Quoted text:
The record, and its accompanying documentary, began life as a project spearheaded by Paul McCartney to return to the band’s roots as a live rock ‘n’ roll group, with no overdubs or other studio enhancements. But the Beatles pretty much disintegrated during the sessions – George Harrison even walked out at one point – and Phil Spector was brought in to clean up the mess after the band’s usual producer, George Martin, bowed out and engineer Glyn Johns couldn’t figure out what to do with the hours of tapes.
Spector added strings and choirs to sweeten the music’s sound, and his often heavy-handed approach to the songs is a major reason there’s never been a general consensus regarding Let It Be.
For the album’s 50th anniversary, UCR discussed the record, how it’s rated in the Beatles’ catalog, the best and worst songs and Spector’s involvement, including his decision to leave off John Lennon‘s “Don’t Let Me Down” from the LP.
Is Let it Be overrated, underrated or properly rated?
Michael Gallucci: I think it’s occasionally underrated by some fans – mostly because Phil Spector’s post-production work can be tough to get through at times. But the heart of the album is the songs, and many of them are great. And honestly, some of Spector’s decisions don’t bother me so much, like trimming “Dig It” to less than a minute and adding strings to “The Long and Winding Road,” which practically begs for them. Still, did he need so many?

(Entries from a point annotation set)
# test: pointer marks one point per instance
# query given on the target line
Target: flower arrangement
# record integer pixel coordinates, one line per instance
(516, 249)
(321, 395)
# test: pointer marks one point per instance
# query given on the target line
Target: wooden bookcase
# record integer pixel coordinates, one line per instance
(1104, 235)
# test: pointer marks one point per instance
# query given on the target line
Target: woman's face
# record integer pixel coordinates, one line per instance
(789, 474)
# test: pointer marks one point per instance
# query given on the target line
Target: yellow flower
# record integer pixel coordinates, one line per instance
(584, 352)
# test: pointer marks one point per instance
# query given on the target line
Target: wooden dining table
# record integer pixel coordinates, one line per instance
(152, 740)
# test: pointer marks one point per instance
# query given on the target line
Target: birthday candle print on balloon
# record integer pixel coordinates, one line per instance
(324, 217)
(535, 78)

Work required: Can you reproduce the Let It Be discussion word for word, beginning at the words "For the album’s" and stopping after "from the LP."?

Written solution:
For the album’s 50th anniversary, UCR discussed the record, how it’s rated in the Beatles’ catalog, the best and worst songs and Spector’s involvement, including his decision to leave off John Lennon‘s “Don’t Let Me Down” from the LP.